“I never thought I’d be going to funerals every other week. I feel like I’m in a combat zone.” Shelly Martin speaks softly with edgy bewilderment about her cousin Sterling Horton, murdered July 25, one of 26 people killed in North Minneapolis this year. “Sterling loved football and baseball. A real people-person. Sterling was going to be a senior at Wayzata High. He just turned 17 in May.” Martin, a petite, African-American 20-something, writes for Liberator Magazine, which is based in North Minneapolis.
Brian Kosoro started Liberator Magazine three years ago, as a freshman studying political science and journalism at the nation’s premier African-American college, Howard University. Writers range from high school students to their early 20s.
“We conceived this as an urban journal. Like the ‘Journal of Science,’ it’s a place for serious ideas and hypotheses to be argued,” Kosoro explains. “Young people have things to say. Let’s create a place to talk without pressure to be perfect. Not just angry opposition, but creative, pro-active thought, as well as new CD reviews. We don’t proclaim ourselves a black publication. We’re open. A lot of white folks read the Liberator. People say ‘It’s real. It’s not compromising.’ Nothing will be sugar-coated on either side.”
Martin and other Liberator writers knew some of the recent murder victims. “Sterling was killed just around the corner from his house, trying to make curfew. The police precinct [was] just a few blocks away! They left his body lying in the street for three hours! They wouldn’t let my aunt near him. She had to identify his body at the morgue.”

Actions to take »
(1) Answer from the Liberator Magazine article:
(a) How old did Sterling Horton turn in May?
(b) At which university was Brian Kosoro a freshman when he started Liberator Magazine?
(c) How long was Sterling's body left lying in the street?
(2) Reproduce the Liberator Magazine article word for word, from "Brian Kosoro started" down to "their early 20s.".
The material after this point has no connection to the Liberator Magazine article.

Extracted records »
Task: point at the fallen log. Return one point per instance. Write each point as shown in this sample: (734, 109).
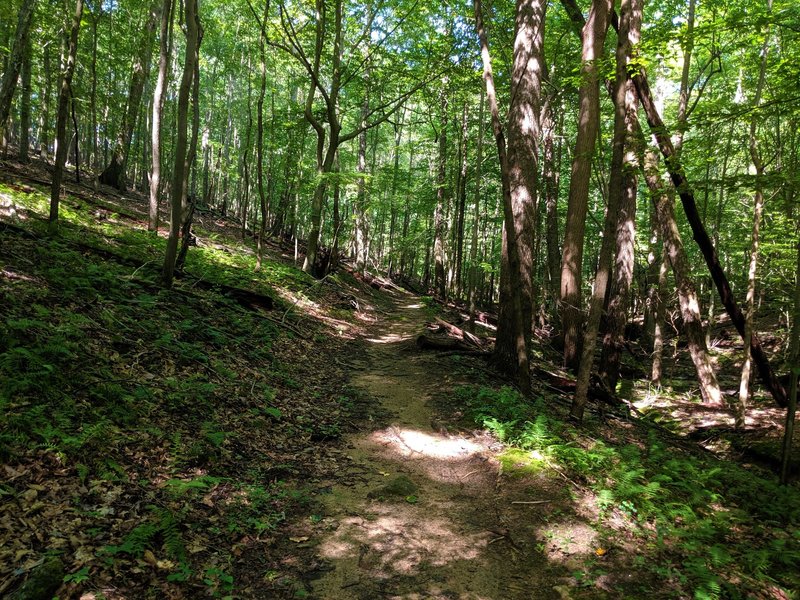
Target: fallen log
(431, 341)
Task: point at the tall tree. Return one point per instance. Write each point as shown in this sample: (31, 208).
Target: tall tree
(593, 38)
(62, 145)
(115, 173)
(164, 51)
(180, 173)
(513, 360)
(15, 60)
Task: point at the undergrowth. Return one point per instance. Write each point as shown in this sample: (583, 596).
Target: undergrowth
(174, 420)
(708, 525)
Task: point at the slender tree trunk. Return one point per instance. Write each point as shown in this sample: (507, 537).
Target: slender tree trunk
(678, 176)
(462, 203)
(25, 105)
(516, 363)
(551, 175)
(15, 60)
(165, 46)
(619, 213)
(61, 123)
(758, 209)
(360, 208)
(115, 173)
(474, 271)
(623, 185)
(44, 136)
(439, 222)
(181, 168)
(687, 295)
(594, 34)
(260, 138)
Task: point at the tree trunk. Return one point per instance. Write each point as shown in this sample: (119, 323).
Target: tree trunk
(44, 134)
(678, 176)
(61, 122)
(165, 47)
(594, 34)
(474, 271)
(439, 223)
(260, 138)
(114, 174)
(25, 105)
(516, 361)
(758, 209)
(15, 60)
(619, 218)
(687, 295)
(181, 168)
(623, 186)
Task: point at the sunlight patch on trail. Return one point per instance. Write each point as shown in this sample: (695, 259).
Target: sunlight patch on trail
(397, 539)
(412, 443)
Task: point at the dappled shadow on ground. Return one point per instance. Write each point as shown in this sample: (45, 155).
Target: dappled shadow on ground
(433, 514)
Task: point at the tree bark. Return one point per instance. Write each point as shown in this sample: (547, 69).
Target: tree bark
(115, 173)
(515, 362)
(619, 216)
(439, 223)
(687, 295)
(25, 105)
(61, 122)
(181, 168)
(623, 186)
(164, 51)
(701, 237)
(758, 209)
(15, 60)
(594, 34)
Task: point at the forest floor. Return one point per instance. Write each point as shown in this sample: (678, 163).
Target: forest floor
(261, 434)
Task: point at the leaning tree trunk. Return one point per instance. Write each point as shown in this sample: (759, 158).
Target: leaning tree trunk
(678, 176)
(15, 60)
(687, 295)
(758, 209)
(181, 168)
(165, 46)
(621, 196)
(439, 224)
(25, 105)
(594, 34)
(114, 173)
(61, 123)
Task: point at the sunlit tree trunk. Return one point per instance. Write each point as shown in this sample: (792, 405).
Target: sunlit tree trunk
(25, 104)
(439, 221)
(15, 60)
(164, 46)
(594, 34)
(758, 209)
(474, 272)
(687, 295)
(621, 197)
(514, 362)
(116, 171)
(623, 185)
(62, 145)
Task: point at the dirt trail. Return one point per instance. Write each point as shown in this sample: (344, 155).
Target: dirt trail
(428, 514)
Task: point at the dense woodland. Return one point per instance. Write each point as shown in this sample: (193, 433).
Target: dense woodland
(605, 189)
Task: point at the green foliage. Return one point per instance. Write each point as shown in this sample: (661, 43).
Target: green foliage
(688, 505)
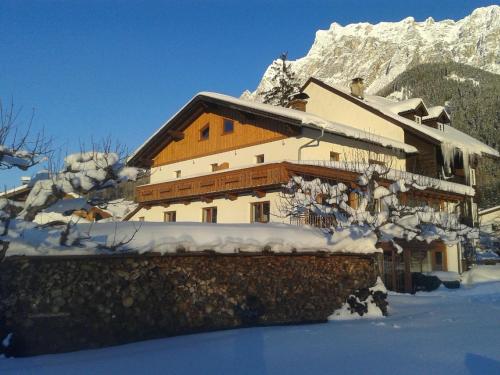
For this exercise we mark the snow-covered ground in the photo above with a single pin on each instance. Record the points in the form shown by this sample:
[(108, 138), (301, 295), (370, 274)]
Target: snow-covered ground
[(443, 332)]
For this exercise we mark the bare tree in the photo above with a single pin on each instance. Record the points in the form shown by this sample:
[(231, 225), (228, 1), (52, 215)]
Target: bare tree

Answers below »
(1)
(a) 17
(b) Howard University
(c) Three hours

(2)
Brian Kosoro started Liberator Magazine three years ago, as a freshman studying political science and journalism at the nation’s premier African-American college, Howard University. Writers range from high school students to their early 20s.